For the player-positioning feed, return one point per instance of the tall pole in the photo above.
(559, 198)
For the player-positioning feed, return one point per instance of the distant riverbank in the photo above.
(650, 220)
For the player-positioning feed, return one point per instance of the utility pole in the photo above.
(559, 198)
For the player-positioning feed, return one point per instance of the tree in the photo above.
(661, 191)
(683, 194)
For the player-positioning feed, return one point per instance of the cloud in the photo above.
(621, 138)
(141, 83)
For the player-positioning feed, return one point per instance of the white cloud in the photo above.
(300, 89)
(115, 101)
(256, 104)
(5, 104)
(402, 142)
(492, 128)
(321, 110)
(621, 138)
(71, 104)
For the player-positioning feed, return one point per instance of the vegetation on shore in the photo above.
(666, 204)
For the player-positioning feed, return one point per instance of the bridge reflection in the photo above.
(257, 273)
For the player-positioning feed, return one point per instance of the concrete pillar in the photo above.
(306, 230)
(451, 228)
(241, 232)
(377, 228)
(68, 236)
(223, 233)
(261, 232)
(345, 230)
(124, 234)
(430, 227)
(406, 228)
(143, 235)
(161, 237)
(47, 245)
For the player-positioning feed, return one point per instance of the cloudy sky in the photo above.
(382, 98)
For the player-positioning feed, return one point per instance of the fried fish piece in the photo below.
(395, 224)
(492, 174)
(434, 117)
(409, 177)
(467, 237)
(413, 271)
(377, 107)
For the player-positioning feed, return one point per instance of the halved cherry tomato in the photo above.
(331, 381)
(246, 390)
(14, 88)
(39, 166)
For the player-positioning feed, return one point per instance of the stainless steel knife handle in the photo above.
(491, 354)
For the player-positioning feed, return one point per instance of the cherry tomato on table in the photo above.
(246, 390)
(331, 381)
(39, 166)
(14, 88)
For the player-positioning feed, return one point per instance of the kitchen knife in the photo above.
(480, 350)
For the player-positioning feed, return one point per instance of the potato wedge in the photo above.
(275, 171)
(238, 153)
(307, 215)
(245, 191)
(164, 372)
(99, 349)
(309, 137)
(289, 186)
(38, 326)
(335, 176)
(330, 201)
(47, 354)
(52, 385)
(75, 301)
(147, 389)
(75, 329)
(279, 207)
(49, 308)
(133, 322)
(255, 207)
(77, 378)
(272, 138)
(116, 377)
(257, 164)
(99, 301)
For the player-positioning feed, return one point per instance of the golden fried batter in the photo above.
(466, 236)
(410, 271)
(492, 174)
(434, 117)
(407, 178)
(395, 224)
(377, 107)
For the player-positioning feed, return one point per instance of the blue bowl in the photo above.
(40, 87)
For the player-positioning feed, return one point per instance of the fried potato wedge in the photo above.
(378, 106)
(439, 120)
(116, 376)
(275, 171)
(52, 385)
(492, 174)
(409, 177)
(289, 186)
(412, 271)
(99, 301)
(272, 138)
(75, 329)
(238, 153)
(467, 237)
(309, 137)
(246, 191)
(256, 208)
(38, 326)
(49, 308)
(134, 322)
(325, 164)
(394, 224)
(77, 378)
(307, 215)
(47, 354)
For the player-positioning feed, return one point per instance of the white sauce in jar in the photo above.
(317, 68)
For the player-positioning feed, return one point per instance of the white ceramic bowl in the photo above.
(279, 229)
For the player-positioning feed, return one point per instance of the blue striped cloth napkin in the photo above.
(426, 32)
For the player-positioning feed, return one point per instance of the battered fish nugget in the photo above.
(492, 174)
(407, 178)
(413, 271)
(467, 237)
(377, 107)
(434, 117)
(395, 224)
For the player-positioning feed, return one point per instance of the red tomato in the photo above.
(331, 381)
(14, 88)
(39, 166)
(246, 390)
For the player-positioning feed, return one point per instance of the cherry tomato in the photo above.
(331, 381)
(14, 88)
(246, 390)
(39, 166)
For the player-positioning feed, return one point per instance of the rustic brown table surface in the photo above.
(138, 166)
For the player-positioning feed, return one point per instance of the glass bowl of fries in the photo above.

★ ★ ★ ★ ★ ★ ★

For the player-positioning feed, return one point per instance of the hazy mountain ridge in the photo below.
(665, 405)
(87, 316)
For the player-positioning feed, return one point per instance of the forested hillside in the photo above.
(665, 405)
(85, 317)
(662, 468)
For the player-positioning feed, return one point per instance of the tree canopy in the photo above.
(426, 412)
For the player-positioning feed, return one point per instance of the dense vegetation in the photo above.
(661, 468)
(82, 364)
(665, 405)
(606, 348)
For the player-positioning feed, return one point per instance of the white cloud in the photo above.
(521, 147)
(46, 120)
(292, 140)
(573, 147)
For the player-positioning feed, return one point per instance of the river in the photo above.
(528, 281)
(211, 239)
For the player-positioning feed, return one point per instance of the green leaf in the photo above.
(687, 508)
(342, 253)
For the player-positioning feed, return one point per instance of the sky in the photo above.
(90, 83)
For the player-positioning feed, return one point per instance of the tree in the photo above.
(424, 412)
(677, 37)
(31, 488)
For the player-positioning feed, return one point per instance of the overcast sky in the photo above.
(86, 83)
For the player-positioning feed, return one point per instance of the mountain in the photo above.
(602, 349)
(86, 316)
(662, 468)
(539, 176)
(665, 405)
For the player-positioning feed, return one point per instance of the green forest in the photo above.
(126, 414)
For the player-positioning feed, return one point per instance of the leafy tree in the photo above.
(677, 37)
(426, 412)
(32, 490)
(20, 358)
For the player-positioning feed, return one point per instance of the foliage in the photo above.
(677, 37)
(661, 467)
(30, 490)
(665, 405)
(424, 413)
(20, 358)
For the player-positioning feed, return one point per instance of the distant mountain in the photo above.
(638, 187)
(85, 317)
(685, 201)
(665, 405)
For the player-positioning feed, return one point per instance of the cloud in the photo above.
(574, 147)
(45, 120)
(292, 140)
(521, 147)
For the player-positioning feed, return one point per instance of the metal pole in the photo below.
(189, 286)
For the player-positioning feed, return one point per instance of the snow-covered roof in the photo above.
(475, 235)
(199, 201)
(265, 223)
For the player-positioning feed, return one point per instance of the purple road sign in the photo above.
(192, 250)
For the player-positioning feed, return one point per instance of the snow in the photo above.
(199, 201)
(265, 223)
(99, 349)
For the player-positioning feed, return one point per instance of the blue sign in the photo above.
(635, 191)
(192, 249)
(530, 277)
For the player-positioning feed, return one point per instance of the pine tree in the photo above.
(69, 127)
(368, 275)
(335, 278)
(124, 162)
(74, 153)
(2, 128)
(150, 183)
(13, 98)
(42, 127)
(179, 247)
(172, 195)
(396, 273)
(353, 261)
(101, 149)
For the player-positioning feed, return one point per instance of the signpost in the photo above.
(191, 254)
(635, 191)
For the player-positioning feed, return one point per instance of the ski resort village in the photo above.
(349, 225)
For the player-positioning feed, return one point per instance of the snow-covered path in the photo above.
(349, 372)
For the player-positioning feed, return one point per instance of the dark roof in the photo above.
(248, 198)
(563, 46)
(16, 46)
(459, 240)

★ ★ ★ ★ ★ ★ ★

What the exercise asks
Please repeat the part of the listing above that opens with the line containing "the cherry tomato in the photo above." and closes with the line containing "fries in the photo above.", both of those lines included.

Output for this exercise
For the player-positioning feed, return one point per instance of the cherry tomato in the photo above.
(331, 381)
(14, 88)
(246, 390)
(39, 166)
For the player-positioning feed, return one point per instance of the rustic brown table surface in the photo above.
(138, 166)
For the player-positioning feed, return one point per instance of the glass bowl of fries in the photo above.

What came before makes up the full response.